*Texto para analizar*

* * * * *

La declaración de una zona de sacrificio nunca viene de la solidaridad: no hay un pueblo que decida de forma altruista que lo que su región necesita es un pantano y que van a empaquetar sus cosas y llevárselas a otro lado. La decisión viene siempre de una instancia superior de poder que te comunica ─por la tele, por el BOE o por Youtube─ que vas a ser quien se quede atrás. A veces nos gusta hacerle esto a países enteros, que tienen que caer para que podamos asegurarnos tal o cual recurso natural. A veces, como en este caso, la barrera se dibuja dentro de una misma ciudad. La zona sacrificada nunca, nunca es la más rica.
Las medidas anunciadas en este caso resultan especialmente dolorosas, porque permiten la movilidad entre zonas cuando sea para ir a trabajar: permite que la gente del sur siga metiéndose en metros atestados para ir a poner cañas, limpiar casas o vender zapatos a los barrios del norte. Permite la migración si es con permiso de trabajo.
Esto implica que la zona de sacrificio no se limita a ser un concepto geográfico, que en este caso “el progreso” no exige cobrarse el territorio y los medios materiales de una serie de personas, sino una parte muy concreta de su tiempo: la parte de la socialización, del ocio, la parte de estar vivos. Al dejar entrar en un metro y no en un parque queda claro que las medidas no son para proteger las vidas de los barrios más afectados, sino para proteger la franja horaria de estas que le resulta funcional al capital. El resto es sacrificable en nombre del bien común. Aquí se ve que la decisión no es meramente técnica, sino profundamente política. Aquí y en las partidas de presupuesto para médicos y para policía.

* * * * *

*Registros proporcionados*
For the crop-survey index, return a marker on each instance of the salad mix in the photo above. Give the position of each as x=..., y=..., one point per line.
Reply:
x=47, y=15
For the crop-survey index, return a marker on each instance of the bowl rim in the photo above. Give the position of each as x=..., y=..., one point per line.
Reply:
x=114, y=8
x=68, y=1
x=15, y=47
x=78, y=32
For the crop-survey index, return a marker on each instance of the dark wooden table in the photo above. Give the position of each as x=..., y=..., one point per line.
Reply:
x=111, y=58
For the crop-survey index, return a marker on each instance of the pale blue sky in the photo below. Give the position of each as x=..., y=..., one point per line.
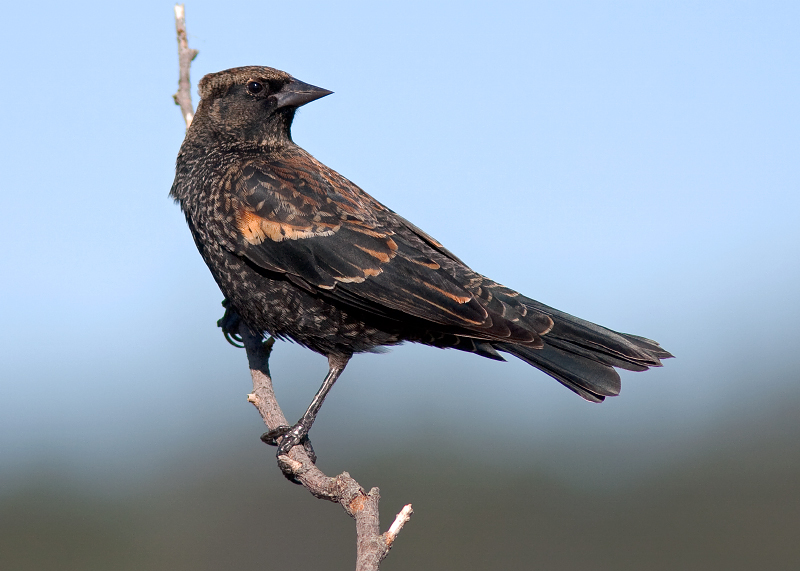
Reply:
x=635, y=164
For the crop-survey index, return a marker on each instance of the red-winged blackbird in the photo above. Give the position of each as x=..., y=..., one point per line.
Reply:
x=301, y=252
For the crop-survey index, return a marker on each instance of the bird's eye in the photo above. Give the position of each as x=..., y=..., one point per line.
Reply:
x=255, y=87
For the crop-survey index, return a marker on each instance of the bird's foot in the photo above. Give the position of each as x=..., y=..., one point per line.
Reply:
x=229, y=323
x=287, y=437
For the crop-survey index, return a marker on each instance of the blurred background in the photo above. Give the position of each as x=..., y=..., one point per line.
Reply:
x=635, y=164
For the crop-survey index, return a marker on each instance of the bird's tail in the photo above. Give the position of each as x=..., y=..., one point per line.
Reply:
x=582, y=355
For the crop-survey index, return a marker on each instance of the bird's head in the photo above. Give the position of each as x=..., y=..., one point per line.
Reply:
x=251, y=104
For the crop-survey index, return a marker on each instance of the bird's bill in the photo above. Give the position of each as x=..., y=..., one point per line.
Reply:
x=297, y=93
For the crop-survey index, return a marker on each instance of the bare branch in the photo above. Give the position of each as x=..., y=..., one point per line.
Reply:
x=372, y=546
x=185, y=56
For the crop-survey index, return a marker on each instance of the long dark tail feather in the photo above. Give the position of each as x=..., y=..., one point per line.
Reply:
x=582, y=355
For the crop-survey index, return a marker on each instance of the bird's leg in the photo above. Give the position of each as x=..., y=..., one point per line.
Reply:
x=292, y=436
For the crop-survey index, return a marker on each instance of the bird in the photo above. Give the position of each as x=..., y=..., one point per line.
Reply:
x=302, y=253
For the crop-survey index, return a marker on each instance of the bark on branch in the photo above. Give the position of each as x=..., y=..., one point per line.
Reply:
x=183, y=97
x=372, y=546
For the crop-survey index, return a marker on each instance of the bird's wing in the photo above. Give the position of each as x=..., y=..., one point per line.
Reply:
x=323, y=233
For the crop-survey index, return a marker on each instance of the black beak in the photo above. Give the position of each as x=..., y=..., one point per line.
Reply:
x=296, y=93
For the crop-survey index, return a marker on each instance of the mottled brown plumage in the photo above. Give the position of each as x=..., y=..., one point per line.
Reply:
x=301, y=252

* * * * *

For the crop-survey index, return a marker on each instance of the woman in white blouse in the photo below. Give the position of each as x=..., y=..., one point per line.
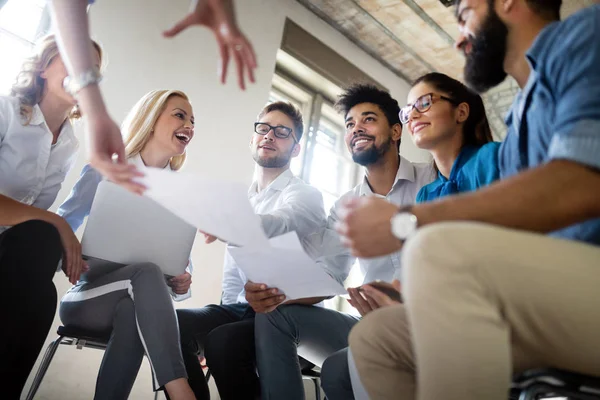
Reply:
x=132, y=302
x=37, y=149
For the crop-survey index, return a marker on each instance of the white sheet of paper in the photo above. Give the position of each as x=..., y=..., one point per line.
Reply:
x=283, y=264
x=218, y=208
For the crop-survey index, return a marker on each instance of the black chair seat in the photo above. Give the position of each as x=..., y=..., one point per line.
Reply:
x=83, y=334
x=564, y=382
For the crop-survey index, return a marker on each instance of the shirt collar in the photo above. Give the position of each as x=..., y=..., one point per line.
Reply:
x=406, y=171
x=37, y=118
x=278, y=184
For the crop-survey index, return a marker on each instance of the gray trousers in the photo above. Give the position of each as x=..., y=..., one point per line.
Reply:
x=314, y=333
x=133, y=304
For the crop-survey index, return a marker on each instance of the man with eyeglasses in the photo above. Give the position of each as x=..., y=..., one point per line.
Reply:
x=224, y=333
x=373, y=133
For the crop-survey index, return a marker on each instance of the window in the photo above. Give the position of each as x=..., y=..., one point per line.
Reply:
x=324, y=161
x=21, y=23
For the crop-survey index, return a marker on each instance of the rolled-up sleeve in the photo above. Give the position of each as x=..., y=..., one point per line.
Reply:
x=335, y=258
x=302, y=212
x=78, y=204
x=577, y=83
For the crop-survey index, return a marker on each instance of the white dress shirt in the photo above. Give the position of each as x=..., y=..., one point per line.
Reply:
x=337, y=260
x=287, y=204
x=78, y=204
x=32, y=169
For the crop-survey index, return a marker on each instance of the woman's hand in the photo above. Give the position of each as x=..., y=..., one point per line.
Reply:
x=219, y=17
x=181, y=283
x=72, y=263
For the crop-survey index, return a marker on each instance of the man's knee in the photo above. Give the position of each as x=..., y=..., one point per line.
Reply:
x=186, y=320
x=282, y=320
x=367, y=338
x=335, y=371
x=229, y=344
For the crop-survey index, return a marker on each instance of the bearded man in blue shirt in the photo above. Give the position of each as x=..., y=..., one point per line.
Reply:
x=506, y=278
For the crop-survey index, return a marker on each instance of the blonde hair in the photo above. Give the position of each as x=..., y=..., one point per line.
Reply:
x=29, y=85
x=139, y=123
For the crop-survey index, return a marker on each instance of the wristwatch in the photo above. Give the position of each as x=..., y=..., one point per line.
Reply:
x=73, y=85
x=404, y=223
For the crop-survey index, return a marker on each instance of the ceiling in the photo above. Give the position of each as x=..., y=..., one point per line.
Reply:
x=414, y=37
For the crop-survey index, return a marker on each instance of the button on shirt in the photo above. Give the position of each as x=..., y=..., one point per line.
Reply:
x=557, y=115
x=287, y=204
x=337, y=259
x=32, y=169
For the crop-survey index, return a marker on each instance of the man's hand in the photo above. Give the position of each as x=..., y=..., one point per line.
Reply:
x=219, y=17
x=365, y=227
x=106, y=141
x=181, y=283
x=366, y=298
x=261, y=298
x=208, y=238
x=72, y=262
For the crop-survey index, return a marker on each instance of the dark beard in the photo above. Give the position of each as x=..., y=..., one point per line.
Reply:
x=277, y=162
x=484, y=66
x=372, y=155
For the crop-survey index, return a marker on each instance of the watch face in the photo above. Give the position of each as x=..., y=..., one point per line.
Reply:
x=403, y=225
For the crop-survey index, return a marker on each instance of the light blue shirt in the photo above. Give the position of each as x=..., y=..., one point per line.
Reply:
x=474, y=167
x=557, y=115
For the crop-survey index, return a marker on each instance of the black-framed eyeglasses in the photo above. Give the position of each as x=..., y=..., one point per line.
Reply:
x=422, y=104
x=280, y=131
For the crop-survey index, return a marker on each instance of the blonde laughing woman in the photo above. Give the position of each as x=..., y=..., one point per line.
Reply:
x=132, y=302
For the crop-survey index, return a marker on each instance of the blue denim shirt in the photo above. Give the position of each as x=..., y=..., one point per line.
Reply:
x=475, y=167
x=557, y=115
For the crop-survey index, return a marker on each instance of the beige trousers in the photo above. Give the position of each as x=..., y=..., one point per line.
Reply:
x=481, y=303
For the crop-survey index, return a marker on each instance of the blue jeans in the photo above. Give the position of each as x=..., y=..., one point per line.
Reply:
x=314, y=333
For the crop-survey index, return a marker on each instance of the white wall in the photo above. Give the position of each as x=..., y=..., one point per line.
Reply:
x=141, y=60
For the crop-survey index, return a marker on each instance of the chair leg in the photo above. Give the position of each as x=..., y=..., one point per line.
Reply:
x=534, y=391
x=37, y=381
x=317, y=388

* * * * *

*Tarea A*
En el texto sobre las zonas de sacrificio, ¿en qué caso permiten las medidas anunciadas la movilidad entre zonas?
*Tarea B*
Continúa el texto sobre las zonas de sacrificio a partir de su última frase.

*Respuesta escrita A*
Cuando sea para ir a trabajar.

*Respuesta escrita B*
El sacrificio de ciertas partes de nuestro tiempo diario en beneficio de otras es algo que ha estado presente desde el inicio de la pandemia, y que ya ha sido señalado muchas veces. En nombre de la salud pública se ha justificado eliminar cualquier parcela de vida en la que no se funcione en calidad de ciudadano que produce o que consume, incluso cuando esto va totalmente en contra de la lógica del contagio. En medio del luto social, disfrutar y que ni siquiera contribuya a la economía es un pecado vergonzoso que no podemos permitirnos.
Necesitamos un mundo en el que unas personas se sacrifiquen por otras, pero no así. Por eso hay que pensar en qué sacrificios podemos hacer por los barrios en los que más está afectando el coronavirus y la crisis económica que conlleva. Puede que el sacrificio sean más impuestos para una atención primaria más potente; puede que sea aceptar que durante unas semanas nadie nos va a traer paquetes a nuestra puerta. Puede que sea volver a quedarse en casa ─para todo─ o arriesgarse a salir cuando no queremos ─quienes trabajan en aquello que no puede parar en ningún caso.
Necesitamos sacrificarnos pero no zonas de sacrificio, necesitamos decisiones conjuntas sobre cómo proteger aquello que es realmente valioso para todos, en vez de proteger el bienestar total de los de siempre a cambio de la esencia de quienes no han podido ─nunca pueden─ elegir.